Contexte d’écriture des œuvres
Etant donné qu’une œuvre est souvent le produit du mariage des événements et du temps qui l’ont engendré, les œuvres de notre corpus, Le nœud de vipères de Mauriac et Allah n’est pas obligé de Kourouma, s’inscrivent dans cette perspective. Ces deux œuvres se déroulent dans des espaces ouverts dont l’histoire et la géographie sont celles des pays qui ont inspiré les auteurs. Ces espaces sont importants dans la production du sens et l’évolution de la trame narrative des récits. L’œuvre de Mauriac se situe dans la France des années trente. Cette époque correspond à l’après-guerre. C’est pourquoi l’œuvre renferme en elle-même les valeurs de ce temps. Et la situation de cette période d’après-guerre était contraire à celle de la « belle époque » au début du siècle où la société française paraissait stable et prospère. Ce XXe siècle est marqué par des métamorphoses importantes surtout sur le plan de la civilisation. Nous constatons en effet, une perte des repères ou des valeurs humanitaires. C’est peut-être dans ce sens que l’assertion de Paul Valéry a toute son importance : « Nous autres civilisations nous savons maintenant, que nous sommes mortelles » .
Cette situation tragique à la sortie de la guerre ne pouvait laisser de marbre les intellectuels et les écrivains français de ce temps, car l’homme, considéré comme un être doué de raison, devrait être capable de se contrôler et d’être au-dessus des valeurs qui font son temps. Mais ce siècle d’une civilisation industrielle et d’un avancement scientifique remarquable était au-delà du pouvoir humain. Par conséquent, ce phénomène avait abouti à un désastre mondial. Et cette guerre avait un impact dans la production littéraire du siècle. Beaucoup d’écrivains s’en sont ressourcés. Même si certains vont se lancer au souvenir de l’avant-guerre pour faire son éloge alors d’autres se réjouissaient de chanter cette paix retrouvée.

Travail demandé -
- a) Relevez tous les noms de personnes cités dans l'extrait.
- b) Veuillez reproduire à l'identique le passage de l'extrait qui va de « Cette situation tragique » jusqu'à « cette paix retrouvée. » inclus.
Les entrées n'ont aucun lien avec l'extrait.

Données fournies -
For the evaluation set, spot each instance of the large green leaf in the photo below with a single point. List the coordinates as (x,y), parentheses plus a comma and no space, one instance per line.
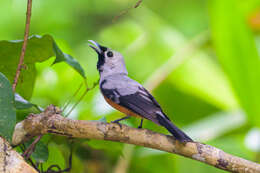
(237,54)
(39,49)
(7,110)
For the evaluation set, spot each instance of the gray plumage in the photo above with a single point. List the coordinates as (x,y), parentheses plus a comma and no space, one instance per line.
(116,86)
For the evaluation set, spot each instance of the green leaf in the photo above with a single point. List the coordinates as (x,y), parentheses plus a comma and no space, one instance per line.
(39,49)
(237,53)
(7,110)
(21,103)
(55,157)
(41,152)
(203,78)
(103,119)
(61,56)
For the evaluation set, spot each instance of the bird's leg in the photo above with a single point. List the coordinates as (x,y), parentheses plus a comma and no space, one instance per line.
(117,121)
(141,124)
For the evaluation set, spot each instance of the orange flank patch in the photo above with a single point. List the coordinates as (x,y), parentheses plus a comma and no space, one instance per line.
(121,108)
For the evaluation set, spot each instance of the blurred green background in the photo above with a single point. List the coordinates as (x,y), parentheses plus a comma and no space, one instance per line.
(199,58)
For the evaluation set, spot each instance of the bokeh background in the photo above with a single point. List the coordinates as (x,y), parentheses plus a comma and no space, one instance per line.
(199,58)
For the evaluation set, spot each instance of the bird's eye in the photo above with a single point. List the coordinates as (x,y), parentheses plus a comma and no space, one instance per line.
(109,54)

---

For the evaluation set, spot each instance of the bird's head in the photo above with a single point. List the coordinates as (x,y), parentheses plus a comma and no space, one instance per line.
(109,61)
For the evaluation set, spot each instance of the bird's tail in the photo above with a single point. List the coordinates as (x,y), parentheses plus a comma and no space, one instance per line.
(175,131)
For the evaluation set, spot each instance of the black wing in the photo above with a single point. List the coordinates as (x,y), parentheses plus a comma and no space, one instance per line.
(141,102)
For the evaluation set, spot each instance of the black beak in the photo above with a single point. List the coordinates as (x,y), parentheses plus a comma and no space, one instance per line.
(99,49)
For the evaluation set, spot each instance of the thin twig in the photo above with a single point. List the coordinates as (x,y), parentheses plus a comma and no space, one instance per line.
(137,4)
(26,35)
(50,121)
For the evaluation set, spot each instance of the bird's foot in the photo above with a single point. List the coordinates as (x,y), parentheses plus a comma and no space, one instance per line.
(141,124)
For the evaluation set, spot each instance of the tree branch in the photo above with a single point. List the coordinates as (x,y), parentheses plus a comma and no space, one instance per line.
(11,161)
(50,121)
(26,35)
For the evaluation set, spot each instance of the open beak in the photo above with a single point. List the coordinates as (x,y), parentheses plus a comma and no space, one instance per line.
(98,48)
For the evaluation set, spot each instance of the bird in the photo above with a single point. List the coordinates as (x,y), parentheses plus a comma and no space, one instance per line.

Réponses attendues -
- a) Mauriac, Kourouma, Paul Valéry

- b)
Cette situation tragique à la sortie de la guerre ne pouvait laisser de marbre les intellectuels et les écrivains français de ce temps, car l’homme, considéré comme un être doué de raison, devrait être capable de se contrôler et d’être au-dessus des valeurs qui font son temps. Mais ce siècle d’une civilisation industrielle et d’un avancement scientifique remarquable était au-delà du pouvoir humain. Par conséquent, ce phénomène avait abouti à un désastre mondial. Et cette guerre avait un impact dans la production littéraire du siècle. Beaucoup d’écrivains s’en sont ressourcés. Même si certains vont se lancer au souvenir de l’avant-guerre pour faire son éloge alors d’autres se réjouissaient de chanter cette paix retrouvée.